- _PASSAGE SHOWN_
###

By Jack Schroeder
While most people only hear about the sport once every four years, College Curling has grown rapidly over the past decade, now encompassing over forty schools across the country. The quality of play is admittedly lower in college curling than in professional leagues due to the amount of newer curlers, but with Nationals coming up this weekend, I decided to create an Elo rating system for the sport.
The Times of London put together an infographic explaining the rules of curling back in 2010: There are two major differences between college and Olympic curling: college games are eight ends long (instead of ten) and are played without an umpire. The general sense of sportsmanship around curling is referred to as the “spirit of curling” and involves calling one’s own infractions and “broomstacking” (socializing with one’s opponents after each game), among other things.
Currently, College Curling uses a points-based system to determine team quality. Four points are earned for a win, and two for a loss. Games for points occur at bonspiels (tournaments) and through head-to-head scrimmages. Points can also be earned in other ways, such as host points for organizing a bonspiel, or extra “victory points” for winning a bonspiel. Additionally, if a school is located in an “emerging region,” where weekly travel to bonspiels would be prohibitively expensive, they can earn points through non-college bonspiels or league play at their home club. While this allows schools located in nontraditional environments to compete, it can also distort their quality relative to schools who compete in leagues but cannot get points for those games. These points are accumulated through the regular season (traditionally October-February), and then the top 16 teams qualify for Nationals.

###

- _DATA_

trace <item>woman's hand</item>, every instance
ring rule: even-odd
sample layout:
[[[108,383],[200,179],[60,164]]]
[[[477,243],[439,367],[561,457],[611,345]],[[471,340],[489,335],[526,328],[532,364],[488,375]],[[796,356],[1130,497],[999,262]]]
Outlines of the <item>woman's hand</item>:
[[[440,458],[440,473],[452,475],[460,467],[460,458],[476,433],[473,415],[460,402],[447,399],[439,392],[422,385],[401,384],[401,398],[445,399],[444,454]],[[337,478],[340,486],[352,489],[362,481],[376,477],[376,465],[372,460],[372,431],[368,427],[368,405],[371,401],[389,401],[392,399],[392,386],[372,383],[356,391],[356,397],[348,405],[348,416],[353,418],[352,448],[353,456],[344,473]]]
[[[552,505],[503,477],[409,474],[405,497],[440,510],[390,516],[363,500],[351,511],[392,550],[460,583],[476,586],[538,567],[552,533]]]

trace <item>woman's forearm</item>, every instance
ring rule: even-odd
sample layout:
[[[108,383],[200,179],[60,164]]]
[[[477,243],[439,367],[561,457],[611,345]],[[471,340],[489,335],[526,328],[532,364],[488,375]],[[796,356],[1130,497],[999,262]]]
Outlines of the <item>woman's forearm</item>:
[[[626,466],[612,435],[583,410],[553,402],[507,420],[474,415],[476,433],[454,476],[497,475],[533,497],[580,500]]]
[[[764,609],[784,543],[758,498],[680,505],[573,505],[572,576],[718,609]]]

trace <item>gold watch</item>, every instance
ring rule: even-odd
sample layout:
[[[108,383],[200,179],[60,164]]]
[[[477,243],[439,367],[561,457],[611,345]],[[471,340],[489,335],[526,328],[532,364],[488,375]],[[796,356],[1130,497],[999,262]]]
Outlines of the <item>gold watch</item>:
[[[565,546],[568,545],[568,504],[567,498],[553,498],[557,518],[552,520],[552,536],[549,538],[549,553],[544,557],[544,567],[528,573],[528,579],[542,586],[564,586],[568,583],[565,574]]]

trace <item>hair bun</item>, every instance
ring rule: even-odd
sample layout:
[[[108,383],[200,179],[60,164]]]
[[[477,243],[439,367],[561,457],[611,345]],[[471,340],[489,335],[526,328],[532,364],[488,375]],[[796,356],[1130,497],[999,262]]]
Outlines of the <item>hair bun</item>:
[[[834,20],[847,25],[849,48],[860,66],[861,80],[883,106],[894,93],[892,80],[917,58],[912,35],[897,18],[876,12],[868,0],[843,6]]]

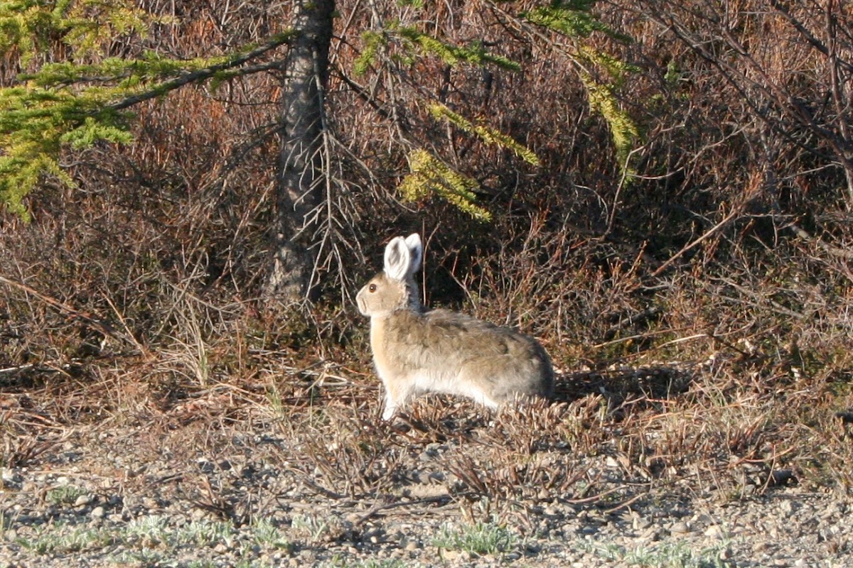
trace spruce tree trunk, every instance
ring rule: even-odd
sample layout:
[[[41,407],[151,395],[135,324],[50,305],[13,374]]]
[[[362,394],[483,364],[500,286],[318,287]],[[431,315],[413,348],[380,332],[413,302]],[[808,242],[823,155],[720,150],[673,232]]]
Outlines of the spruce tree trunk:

###

- _TASK REQUIREMENTS_
[A] Answer these three questions from the college curling article:
(i) How many ends long are college curling games?
(ii) How many points does a team earn for a win, and how many for a loss?
(iii) How many teams qualify for Nationals at the end of the regular season?
[B] Pick up the college curling article after its last sentence and keep going.

- _FINAL RESULTS_
[A]
(i) Eight ends.
(ii) Four points for a win and two for a loss.
(iii) The top 16 teams.

[B]
Using points alone to judge team quality is problematic because they are not given at constant rates. While a traditional curling team fields four players at a bonspiel or scrimmage, schools are allowed to compete with three-player teams. However, as an incentive to field full teams, three-player teams only earn 3/4 of the possible points (3 for a win, 1.5 for a loss). Moreover, schools only earn points for their top two teams at a bonspiel. In the event that a school sent three teams that each went 2-1, that school only receives 20 points, and the other 10 points are left on the table. This is to discourage teams from oversaturating bonspiels with their own teams, since successful teams from the same school can end up “playing” one another in the later round. Finally, in the event a team plays more or fewer games than another at a bonspiel, overall points gained can be “normalized” as if each team played the same number of games.
In addition, College Curling has the unique dynamic of split teams. Most bonspiels permit schools to pool together players into a unified team that can compete. However, the schools only gain points on a fractional basis determined by how much of the split team they comprised. Combined with the two-team rule, there is a heavy incentive to stack talent on full squads to maximize points gained, since a split team has to essentially win the bonspiel to have their points count toward qualification. Although the sample is small, split teams tended to do worse than full squads as a whole this season.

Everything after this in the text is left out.